TASKS TO COMPLETE —
1. In the column on the Bachchan wedding coverage, where did Hrithik Roshan get married?
2. Quote the column on the Bachchan wedding coverage word for word, beginning at "The debate over" and stopping after "you want privacy.".

By Deepa Gahlot, May 3, 2007 - 04:23 IST

The debate over the excesses of the Bachchan wedding coverage by the media is still raging. And the issue of how much of a star's life is private, and how much the public needs to know, is a double edged sword - in this case, both parties are equally at fault.

If the Bachchans wanted a quiet, private wedding, then they could have had it either outside Mumbai, or at place where the media or the public could not have access. Hrithik Roshan, at the height of his stardom got married at his father-in-law Sanjay Khan's farm in Bangalore, and this mass hysteria was totally avoided. But you can't have band-baja-baraat-bidaai in the streets and then say you want privacy.

Aamir Khan booked a place away from Mumbai for his wedding and kept the media out, so he had the right to complain of trespassing by the media. The public - the readers of the newspapers, the watchers of television and the surfers of the net - would perhaps be interested in knowing about a star's wedding, but does the media in its race to provide snippets of trivia, have to climb walls, peek from cracks in the wall, and hound the caterer, designer, flower seller, etc for information nobody but the silliest of fan needs to know. By behaving in such an undignified fashion, the media makes voyeurs of all of us, and it is annoying.

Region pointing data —
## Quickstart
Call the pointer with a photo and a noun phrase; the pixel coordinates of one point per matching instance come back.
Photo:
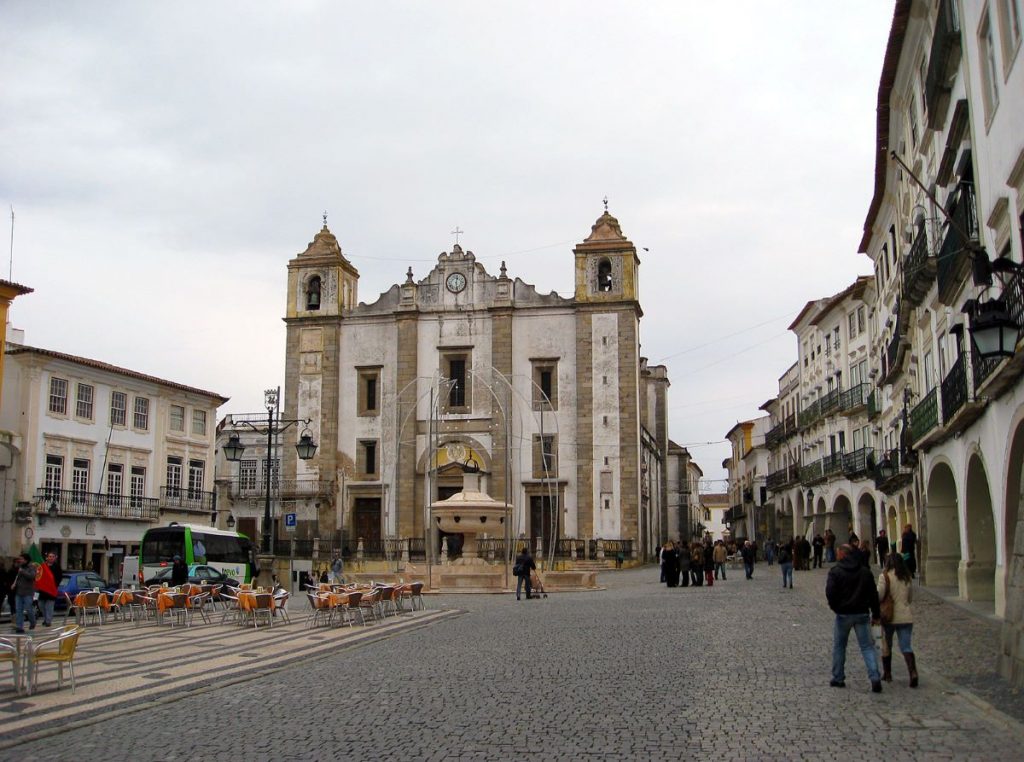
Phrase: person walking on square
(709, 556)
(895, 582)
(829, 546)
(852, 595)
(785, 563)
(670, 564)
(908, 547)
(720, 554)
(25, 589)
(684, 564)
(882, 547)
(696, 564)
(524, 566)
(818, 544)
(749, 552)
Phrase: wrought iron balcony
(829, 403)
(954, 389)
(925, 416)
(954, 256)
(919, 269)
(178, 499)
(858, 462)
(282, 489)
(95, 505)
(942, 62)
(811, 473)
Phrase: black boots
(911, 667)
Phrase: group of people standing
(700, 563)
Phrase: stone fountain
(471, 513)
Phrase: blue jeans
(903, 633)
(520, 582)
(861, 625)
(24, 604)
(786, 574)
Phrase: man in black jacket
(852, 595)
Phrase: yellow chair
(9, 653)
(59, 650)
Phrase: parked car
(74, 583)
(199, 574)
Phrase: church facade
(547, 394)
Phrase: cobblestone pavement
(737, 671)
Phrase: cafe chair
(9, 654)
(58, 650)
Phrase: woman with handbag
(895, 594)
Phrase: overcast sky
(165, 162)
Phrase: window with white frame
(177, 418)
(173, 475)
(54, 472)
(58, 395)
(137, 485)
(989, 69)
(119, 408)
(197, 471)
(83, 400)
(141, 418)
(247, 474)
(1010, 32)
(79, 479)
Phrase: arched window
(604, 276)
(312, 293)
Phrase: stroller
(537, 585)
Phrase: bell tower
(322, 286)
(607, 383)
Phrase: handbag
(886, 605)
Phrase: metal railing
(925, 415)
(954, 389)
(186, 500)
(75, 503)
(858, 462)
(282, 488)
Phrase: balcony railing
(954, 258)
(925, 416)
(176, 498)
(95, 505)
(873, 409)
(942, 62)
(954, 389)
(811, 472)
(829, 403)
(853, 397)
(919, 268)
(858, 462)
(282, 489)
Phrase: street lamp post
(305, 449)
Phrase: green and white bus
(228, 552)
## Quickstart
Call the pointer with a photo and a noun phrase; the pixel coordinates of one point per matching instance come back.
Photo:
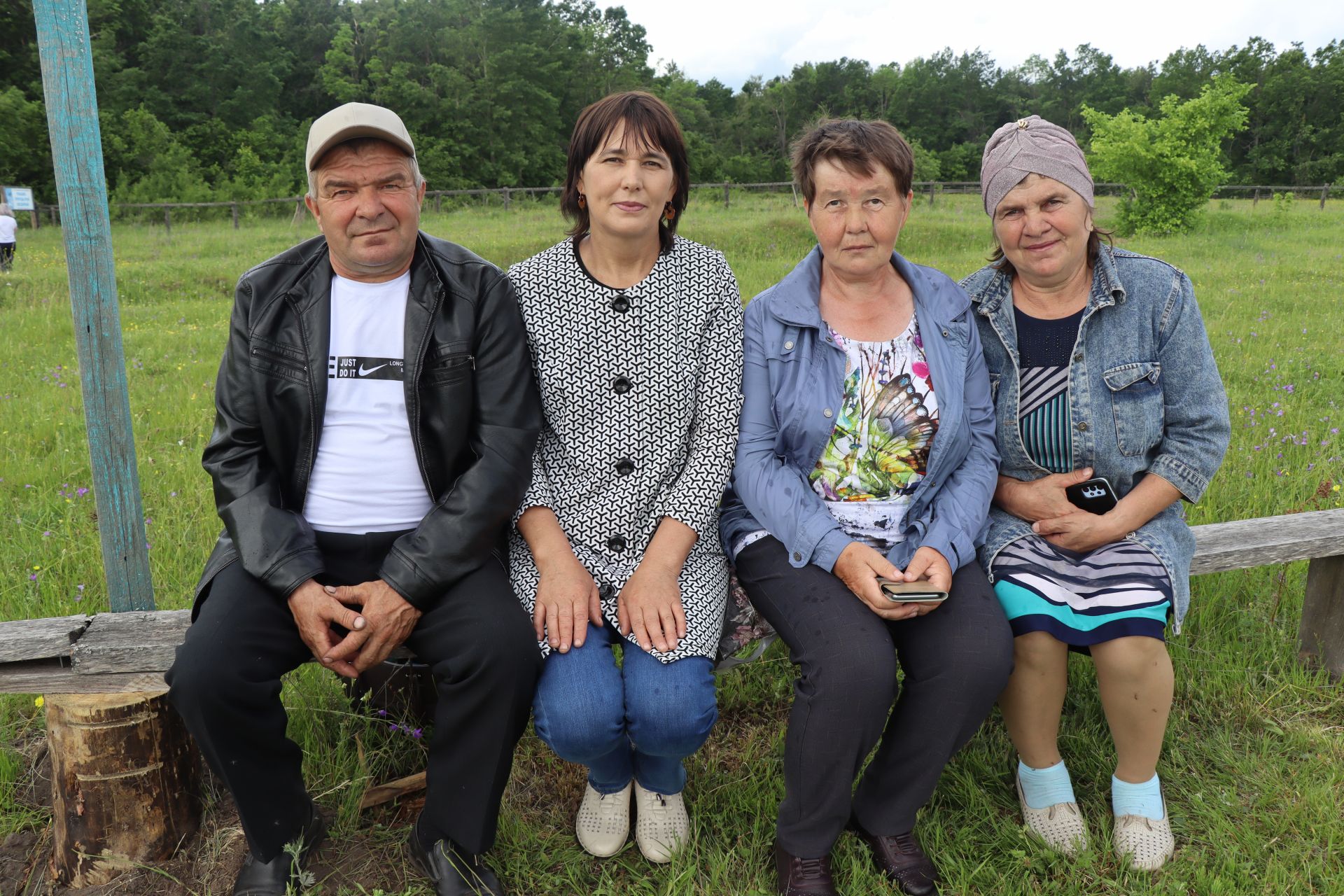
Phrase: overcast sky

ANSWERS FOR THIS EXERCISE —
1. At his father-in-law Sanjay Khan's farm in Bangalore.

2.
The debate over the excesses of the Bachchan wedding coverage by the media is still raging. And the issue of how much of a star's life is private, and how much the public needs to know, is a double edged sword - in this case, both parties are equally at fault.

If the Bachchans wanted a quiet, private wedding, then they could have had it either outside Mumbai, or at place where the media or the public could not have access. Hrithik Roshan, at the height of his stardom got married at his father-in-law Sanjay Khan's farm in Bangalore, and this mass hysteria was totally avoided. But you can't have band-baja-baraat-bidaai in the streets and then say you want privacy.